-- INFORMATION PROVIDED start --

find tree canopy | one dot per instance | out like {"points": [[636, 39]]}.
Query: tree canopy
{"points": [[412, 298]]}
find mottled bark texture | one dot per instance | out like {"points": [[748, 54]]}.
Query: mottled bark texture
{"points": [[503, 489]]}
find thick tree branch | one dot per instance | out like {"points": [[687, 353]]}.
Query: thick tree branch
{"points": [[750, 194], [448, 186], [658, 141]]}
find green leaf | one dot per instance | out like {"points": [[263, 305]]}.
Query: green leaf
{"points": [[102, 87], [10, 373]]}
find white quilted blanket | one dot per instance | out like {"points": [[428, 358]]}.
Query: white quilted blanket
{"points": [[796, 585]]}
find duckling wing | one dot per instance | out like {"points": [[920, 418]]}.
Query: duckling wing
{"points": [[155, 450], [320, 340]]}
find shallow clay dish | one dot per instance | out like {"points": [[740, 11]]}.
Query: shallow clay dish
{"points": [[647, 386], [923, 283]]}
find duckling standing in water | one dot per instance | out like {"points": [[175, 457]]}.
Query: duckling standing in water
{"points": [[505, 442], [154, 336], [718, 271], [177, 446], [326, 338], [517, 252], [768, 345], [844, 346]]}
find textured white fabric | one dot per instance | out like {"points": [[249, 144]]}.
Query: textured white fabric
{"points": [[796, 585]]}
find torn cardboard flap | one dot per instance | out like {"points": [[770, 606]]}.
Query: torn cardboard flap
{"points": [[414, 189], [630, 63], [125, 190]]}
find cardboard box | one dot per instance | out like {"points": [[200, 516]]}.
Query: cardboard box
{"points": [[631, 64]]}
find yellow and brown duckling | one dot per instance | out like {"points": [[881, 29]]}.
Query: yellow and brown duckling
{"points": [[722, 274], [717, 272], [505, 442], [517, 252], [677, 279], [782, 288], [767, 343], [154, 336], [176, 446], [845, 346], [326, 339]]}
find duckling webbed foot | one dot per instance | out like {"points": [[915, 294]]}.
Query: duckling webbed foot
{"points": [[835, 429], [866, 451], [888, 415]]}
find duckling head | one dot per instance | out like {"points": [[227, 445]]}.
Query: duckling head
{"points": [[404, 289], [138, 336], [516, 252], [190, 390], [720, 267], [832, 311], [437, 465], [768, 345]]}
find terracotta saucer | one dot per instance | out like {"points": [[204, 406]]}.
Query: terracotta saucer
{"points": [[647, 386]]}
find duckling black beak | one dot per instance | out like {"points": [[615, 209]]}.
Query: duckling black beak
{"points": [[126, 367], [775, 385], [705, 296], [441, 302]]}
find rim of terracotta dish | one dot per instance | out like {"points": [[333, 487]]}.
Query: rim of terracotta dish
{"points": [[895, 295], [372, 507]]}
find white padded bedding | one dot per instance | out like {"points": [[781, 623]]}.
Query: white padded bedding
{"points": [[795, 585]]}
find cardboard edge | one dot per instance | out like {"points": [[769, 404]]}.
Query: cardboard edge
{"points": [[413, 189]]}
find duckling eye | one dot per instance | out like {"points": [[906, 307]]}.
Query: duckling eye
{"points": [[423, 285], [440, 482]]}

-- INFORMATION PROVIDED end --

• EXERCISE DETAILS:
Print all of the material above again, word for word, without changing any character.

• TASK RESULT:
find tree canopy | one dot per instance | out like {"points": [[636, 39]]}.
Query: tree canopy
{"points": [[412, 298]]}
find mottled bark texture | one dot per instance | out like {"points": [[748, 54]]}.
Query: mottled bark texture
{"points": [[503, 489]]}
find thick tree branch | one dot per instance | out like {"points": [[687, 353]]}.
Query: thick tree branch
{"points": [[750, 194], [448, 186], [658, 141]]}
find green leaf | one dot per instance | out like {"points": [[263, 305]]}.
Query: green leaf
{"points": [[102, 87], [10, 373]]}
find white quilted blanket | one dot per instance | out like {"points": [[428, 358]]}.
Query: white quilted blanket
{"points": [[796, 585]]}
find duckling wing | one dot per instance | out like {"points": [[920, 418]]}.
Query: duckling wing
{"points": [[155, 450], [320, 340]]}
find shallow clay dish | one dot per instance | out like {"points": [[740, 11]]}.
Query: shallow clay dish
{"points": [[647, 386], [923, 283]]}
find duckling standing in water | one dot per instance | out like {"points": [[175, 457]]}.
Query: duckling standing in water
{"points": [[505, 442], [154, 336], [718, 271], [177, 446], [326, 338], [517, 252], [768, 345], [844, 346]]}
find textured white fabric | one dot per instance | out like {"points": [[249, 144]]}.
Query: textured white fabric
{"points": [[796, 585]]}
find torn cardboard flap | one dot per instance | out like {"points": [[770, 606]]}.
Query: torn cardboard flap
{"points": [[414, 189], [630, 63], [125, 190]]}
find cardboard box | one dot per instance | out like {"points": [[200, 516]]}.
Query: cardboard box
{"points": [[631, 64]]}
find yellow and brown duckling | one dot per instance | out like {"points": [[881, 29]]}.
Query: yellow and brown duckling
{"points": [[722, 274], [717, 272], [505, 442], [517, 252], [677, 279], [782, 288], [767, 343], [154, 336], [176, 446], [845, 346], [326, 339]]}
find duckling webbed foot | one dot per instance | out like {"points": [[915, 294]]}.
Query: duckling webbed foot
{"points": [[835, 429], [866, 451], [888, 415]]}
find duckling head | one dot per instance | out like {"points": [[227, 445]]}.
Query: duckling head
{"points": [[404, 289], [138, 336], [516, 252], [190, 390], [720, 267], [832, 311], [437, 465], [768, 345]]}
find terracotta saucer | one dot per instance | out like {"points": [[204, 406]]}.
Query: terracotta saucer
{"points": [[647, 386]]}
find duckling black beak | one dot per instance | out like {"points": [[615, 209]]}.
Query: duckling black beak
{"points": [[126, 367], [775, 385], [705, 296], [441, 302]]}
find rim of terracotta dish | one dot per instance | out like {"points": [[333, 487]]}.
Query: rim of terracotta dish
{"points": [[895, 295], [372, 507]]}
find white padded bedding | one dot per instance | out like {"points": [[781, 623]]}.
Query: white padded bedding
{"points": [[795, 585]]}
find cardboard edge | one dot per instance | out like {"points": [[769, 404]]}.
Query: cardboard edge
{"points": [[413, 189]]}
find duckling eye | one dot per instance | out like {"points": [[906, 307]]}.
Query: duckling eye
{"points": [[423, 285], [440, 482]]}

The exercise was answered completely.